The US Environmental Protection Agency (EPA) has withdrawn a uranium safety proposal introduced in the last days of the Obama administration that would have introduced tighter regulation for uranium mill tailings to minimise the dangers of uranium extraction.
Uranium mill tailings are sandy materials produced as a by-product of uranium mining, which contain radioactive elements. The US Nuclear Regulatory Commission (NRC) states that only waste products produced by surface operations, such as in-situ recovery and ion exchanges, can be considered mill tailings, unlike waste materials left behind underground when ore bodies are depleted.
As a result, mill tailings can pose a threat to people, animals and the environment in the vicinity of a uranium mine, with water sources particularly vulnerable to surface waste.
Uranium operations in the US are governed by the Uranium Mill Tailings Radiation Control Act, which places responsibility for the regulation and disposal of mining waste with individual states, rather than the NRC.
The Obama-era proposition sought to give the NRC greater authority over tailings regulation and removal, and would have addressed an imbalance in the number of states that regulate their own waste and those which rely on the NRC for guidance.
Currently, just 13 states defer to the NRC for tailing regulation.

Collection entries
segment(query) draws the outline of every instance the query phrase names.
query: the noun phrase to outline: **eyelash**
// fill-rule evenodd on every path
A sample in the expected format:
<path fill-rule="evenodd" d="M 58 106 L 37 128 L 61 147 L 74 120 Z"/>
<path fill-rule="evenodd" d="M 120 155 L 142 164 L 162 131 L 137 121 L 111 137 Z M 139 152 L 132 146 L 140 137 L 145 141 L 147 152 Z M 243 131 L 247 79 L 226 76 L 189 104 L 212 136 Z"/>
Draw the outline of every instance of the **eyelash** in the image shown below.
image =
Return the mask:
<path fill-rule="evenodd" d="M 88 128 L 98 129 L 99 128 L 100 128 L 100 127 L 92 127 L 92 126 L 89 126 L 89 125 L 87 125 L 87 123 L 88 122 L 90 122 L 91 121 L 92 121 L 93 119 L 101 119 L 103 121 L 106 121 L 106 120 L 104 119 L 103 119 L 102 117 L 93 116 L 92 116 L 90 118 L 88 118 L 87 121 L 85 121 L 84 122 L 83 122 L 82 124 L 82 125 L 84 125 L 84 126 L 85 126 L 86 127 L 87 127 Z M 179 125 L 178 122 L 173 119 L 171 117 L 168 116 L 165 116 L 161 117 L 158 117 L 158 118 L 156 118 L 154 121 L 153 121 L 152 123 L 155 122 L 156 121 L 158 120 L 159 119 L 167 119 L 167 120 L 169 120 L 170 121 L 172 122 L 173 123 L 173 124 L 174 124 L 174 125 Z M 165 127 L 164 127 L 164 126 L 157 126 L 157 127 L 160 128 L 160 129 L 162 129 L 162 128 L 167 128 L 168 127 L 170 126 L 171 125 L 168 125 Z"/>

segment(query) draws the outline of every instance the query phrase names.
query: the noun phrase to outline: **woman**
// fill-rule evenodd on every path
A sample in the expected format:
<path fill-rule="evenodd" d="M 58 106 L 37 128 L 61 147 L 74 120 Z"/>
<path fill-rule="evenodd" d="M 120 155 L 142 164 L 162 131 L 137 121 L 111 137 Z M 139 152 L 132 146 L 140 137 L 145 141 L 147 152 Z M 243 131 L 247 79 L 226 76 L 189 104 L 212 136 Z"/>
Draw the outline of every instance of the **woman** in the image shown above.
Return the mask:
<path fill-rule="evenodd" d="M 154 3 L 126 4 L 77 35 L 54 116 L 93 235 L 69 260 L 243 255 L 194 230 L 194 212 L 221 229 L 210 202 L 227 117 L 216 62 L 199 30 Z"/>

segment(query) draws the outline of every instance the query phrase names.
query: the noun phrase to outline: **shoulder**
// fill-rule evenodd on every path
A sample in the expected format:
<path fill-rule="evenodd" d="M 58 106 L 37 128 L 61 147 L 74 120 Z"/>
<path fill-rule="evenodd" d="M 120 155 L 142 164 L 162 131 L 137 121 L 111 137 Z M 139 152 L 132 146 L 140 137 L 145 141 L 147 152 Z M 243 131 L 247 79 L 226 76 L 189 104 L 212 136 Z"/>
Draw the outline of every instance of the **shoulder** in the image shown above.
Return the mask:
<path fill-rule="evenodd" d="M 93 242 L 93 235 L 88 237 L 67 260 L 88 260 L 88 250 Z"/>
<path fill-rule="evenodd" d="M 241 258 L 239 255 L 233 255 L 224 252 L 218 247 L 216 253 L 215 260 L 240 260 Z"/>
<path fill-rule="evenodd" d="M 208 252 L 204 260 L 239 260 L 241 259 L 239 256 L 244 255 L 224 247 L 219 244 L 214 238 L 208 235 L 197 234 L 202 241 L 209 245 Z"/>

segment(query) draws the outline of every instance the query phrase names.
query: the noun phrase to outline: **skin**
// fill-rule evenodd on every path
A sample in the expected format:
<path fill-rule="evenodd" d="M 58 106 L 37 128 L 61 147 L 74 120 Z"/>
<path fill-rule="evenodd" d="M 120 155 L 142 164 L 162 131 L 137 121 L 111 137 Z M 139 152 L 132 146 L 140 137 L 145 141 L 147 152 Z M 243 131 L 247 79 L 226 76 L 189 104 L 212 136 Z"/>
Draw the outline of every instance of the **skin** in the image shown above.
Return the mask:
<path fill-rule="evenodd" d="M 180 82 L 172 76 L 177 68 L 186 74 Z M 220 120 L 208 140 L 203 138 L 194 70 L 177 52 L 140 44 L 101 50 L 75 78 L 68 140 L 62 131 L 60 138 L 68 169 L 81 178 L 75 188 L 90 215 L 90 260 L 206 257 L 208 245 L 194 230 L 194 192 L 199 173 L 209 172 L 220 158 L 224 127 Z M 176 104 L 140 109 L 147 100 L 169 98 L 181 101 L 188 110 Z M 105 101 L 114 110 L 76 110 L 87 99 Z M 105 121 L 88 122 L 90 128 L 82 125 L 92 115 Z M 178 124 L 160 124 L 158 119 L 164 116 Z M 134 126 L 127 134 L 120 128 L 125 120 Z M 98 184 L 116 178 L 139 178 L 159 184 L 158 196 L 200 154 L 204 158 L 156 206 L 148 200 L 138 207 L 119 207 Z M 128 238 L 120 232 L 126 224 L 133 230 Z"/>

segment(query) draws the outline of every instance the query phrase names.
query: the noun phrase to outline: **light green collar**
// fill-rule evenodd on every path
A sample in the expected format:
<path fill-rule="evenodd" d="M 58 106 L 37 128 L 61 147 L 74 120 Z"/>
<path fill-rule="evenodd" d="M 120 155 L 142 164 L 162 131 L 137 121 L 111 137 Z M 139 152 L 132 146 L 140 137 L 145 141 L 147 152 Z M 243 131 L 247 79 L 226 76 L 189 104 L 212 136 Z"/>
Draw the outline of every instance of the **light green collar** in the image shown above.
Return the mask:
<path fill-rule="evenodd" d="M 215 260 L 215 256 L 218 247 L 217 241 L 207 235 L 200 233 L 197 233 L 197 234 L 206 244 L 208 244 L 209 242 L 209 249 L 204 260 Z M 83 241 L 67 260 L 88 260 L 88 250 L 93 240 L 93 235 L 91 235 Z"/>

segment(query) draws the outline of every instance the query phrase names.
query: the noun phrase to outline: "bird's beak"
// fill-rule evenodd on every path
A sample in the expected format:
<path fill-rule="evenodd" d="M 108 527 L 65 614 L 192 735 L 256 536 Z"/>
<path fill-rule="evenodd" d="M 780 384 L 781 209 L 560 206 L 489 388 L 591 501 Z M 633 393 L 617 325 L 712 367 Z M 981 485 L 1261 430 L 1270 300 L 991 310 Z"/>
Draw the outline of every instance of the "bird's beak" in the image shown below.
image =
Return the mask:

- **How to complete this task**:
Please continue the article above on the EPA's withdrawn uranium mill tailings proposal, starting after its last sentence.

- **Response**:
“In a rush to regulate during the waning hours of the previous administration, the [Environmental Protection] Agency proposed a regulation that would have imposed significant burdens on uranium miners and the communities they support,” said EPA acting administrator Andrew Wheeler.
“Today’s action is an important step in rebalancing EPA’s role with the Nuclear Regulatory Commission’s with respect to protecting public health and the environment alongside supporting modern methods of uranium extraction.”
The EPA also claimed that the plan was shelved in response to a lack of new mining applications, which had been anticipated prior to the initiative’s proposal in 2016. Without a significant change in the number and location of mines in the country, the EPA considers “that regulatory structures already in place are sufficiently protective”.
The US was named the world’s ninth-largest uranium producer by Investing News Network in 2016, with an annual production of 1,125 tonnes. However, this figure is significantly lower than the sector’s peak in 1980, when over 250 mines produced 16,800 tonnes of uranium.
The repeal of the proposed safety regulation is a key element of President Trump’s initiative to make the country’s mining sector more profitable.